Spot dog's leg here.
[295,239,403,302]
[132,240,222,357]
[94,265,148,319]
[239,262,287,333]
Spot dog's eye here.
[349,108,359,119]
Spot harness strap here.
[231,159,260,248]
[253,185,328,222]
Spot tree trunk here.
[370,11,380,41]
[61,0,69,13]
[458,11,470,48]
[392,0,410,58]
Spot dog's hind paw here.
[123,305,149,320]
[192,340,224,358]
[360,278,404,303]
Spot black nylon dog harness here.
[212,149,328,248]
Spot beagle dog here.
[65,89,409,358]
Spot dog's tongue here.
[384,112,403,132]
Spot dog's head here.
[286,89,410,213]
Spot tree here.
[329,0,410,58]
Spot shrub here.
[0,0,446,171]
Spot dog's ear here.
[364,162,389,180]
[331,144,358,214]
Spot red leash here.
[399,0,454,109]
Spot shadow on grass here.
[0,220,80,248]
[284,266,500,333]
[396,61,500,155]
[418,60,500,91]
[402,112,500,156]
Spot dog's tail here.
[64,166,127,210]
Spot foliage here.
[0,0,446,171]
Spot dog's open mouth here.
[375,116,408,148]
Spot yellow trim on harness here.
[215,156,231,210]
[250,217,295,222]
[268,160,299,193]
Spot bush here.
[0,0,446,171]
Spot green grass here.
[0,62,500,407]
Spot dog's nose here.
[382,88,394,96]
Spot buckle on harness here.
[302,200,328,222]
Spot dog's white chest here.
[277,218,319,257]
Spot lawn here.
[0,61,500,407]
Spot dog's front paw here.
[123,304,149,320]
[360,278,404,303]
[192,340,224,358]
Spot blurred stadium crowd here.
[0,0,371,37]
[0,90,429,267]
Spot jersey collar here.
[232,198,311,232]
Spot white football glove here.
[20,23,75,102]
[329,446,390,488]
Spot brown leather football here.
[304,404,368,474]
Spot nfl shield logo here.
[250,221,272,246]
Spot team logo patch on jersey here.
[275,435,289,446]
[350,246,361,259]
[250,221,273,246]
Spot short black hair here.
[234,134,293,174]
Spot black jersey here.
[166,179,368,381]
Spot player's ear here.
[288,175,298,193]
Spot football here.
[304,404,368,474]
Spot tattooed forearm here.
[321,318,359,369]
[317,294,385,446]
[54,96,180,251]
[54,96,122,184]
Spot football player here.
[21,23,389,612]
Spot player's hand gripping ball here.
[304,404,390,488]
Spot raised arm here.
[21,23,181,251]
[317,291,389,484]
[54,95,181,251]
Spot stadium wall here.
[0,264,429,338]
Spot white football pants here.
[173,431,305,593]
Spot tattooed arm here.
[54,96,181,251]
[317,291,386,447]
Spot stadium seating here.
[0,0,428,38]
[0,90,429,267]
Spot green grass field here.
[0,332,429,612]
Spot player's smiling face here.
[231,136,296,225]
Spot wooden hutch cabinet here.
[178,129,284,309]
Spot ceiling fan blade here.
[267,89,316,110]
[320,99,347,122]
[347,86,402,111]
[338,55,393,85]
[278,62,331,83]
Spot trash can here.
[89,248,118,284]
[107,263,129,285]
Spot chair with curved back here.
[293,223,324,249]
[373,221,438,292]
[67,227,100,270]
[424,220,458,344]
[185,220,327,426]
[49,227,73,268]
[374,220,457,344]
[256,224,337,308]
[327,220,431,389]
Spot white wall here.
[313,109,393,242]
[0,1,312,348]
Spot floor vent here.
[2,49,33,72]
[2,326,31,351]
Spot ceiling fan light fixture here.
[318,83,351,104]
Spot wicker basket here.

····················

- _Work to be completed_
Update the items above by changing every "Spot" to "Locate", and keep all other text unchanged.

- _Result of this exercise_
Locate dog's leg here.
[295,239,403,302]
[132,240,222,357]
[94,265,148,319]
[239,262,287,333]
Locate dog's eye here.
[349,108,359,119]
Locate harness strap here.
[231,159,260,248]
[253,185,328,222]
Locate tree trunk here.
[370,11,380,41]
[61,0,69,13]
[458,11,470,48]
[392,0,410,58]
Locate dog's hind paw here.
[123,305,149,320]
[192,340,224,358]
[360,278,404,303]
Locate black nylon dog harness here.
[212,149,328,248]
Locate beagle dog here.
[65,89,409,358]
Locate dog's tongue here.
[384,112,403,132]
Locate dog's head here.
[286,89,410,213]
Locate tree here.
[329,0,410,58]
Locate shrub here.
[0,0,446,171]
Locate dog's ear here.
[364,162,389,180]
[331,144,358,214]
Locate red leash here.
[399,0,454,109]
Locate shadow on grass here.
[0,220,80,248]
[284,266,500,333]
[396,61,500,155]
[418,60,500,91]
[402,112,500,156]
Locate dog's tail here.
[64,166,127,210]
Locate foliage here.
[0,0,446,171]
Locate dog's open mouth here.
[375,116,408,148]
Locate yellow trim on harness here.
[215,156,231,210]
[250,217,295,222]
[268,160,299,193]
Locate bush here.
[0,0,446,171]
Locate green grass here.
[0,62,500,407]
Locate dog's nose here.
[382,88,394,96]
Locate buckle on harness here.
[302,200,328,222]
Locate dog's white chest here.
[277,218,319,257]
Locate lawn here.
[0,61,500,407]
Locate dog's front paw here.
[123,304,149,320]
[360,278,404,303]
[192,340,224,358]
Locate blurred stadium crowd here.
[0,0,371,37]
[0,90,429,267]
Locate jersey collar here.
[232,198,311,232]
Locate white football glove here.
[20,23,75,102]
[329,446,390,488]
Locate brown leather football here.
[304,404,368,474]
Locate nfl shield logo here.
[250,221,272,246]
Locate team logo patch on jersey here.
[275,435,289,446]
[350,246,361,259]
[250,221,273,246]
Locate short black hair here.
[234,134,293,174]
Locate black jersey here.
[166,179,368,381]
Locate player's ear here.
[288,175,298,193]
Locate football here.
[304,404,368,474]
Locate tattooed forearm here.
[321,318,359,369]
[317,294,385,446]
[54,96,180,251]
[54,96,122,184]
Locate football player here.
[21,23,389,612]
Locate player's hand gripping ball here.
[304,404,390,488]
Locate raised arm here.
[21,23,181,251]
[317,291,389,484]
[54,95,181,251]
Locate stadium wall here.
[0,264,429,338]
Locate white football pants here.
[173,431,305,593]
Locate tattooed arm here.
[54,96,181,251]
[317,291,386,447]
Locate stadium seating here.
[0,0,428,38]
[0,90,429,267]
Locate green grass field here.
[0,332,429,612]
Locate player's smiling face here.
[231,136,296,225]
Locate wooden hutch cabinet here.
[178,129,284,309]
Locate ceiling fan blade here.
[267,89,316,110]
[320,99,347,122]
[347,86,402,111]
[338,55,393,85]
[278,62,331,83]
Locate trash can here.
[89,248,118,284]
[107,263,129,285]
Locate chair with curved back here.
[293,223,324,249]
[373,221,438,292]
[67,227,100,270]
[424,220,458,344]
[185,220,327,426]
[49,227,73,268]
[374,220,457,344]
[256,224,337,308]
[327,220,431,389]
Locate white wall here.
[313,109,393,242]
[0,1,312,348]
Locate floor vent here.
[2,49,33,72]
[2,326,31,351]
Locate ceiling fan light fixture here.
[318,83,351,104]
Locate wicker basket here.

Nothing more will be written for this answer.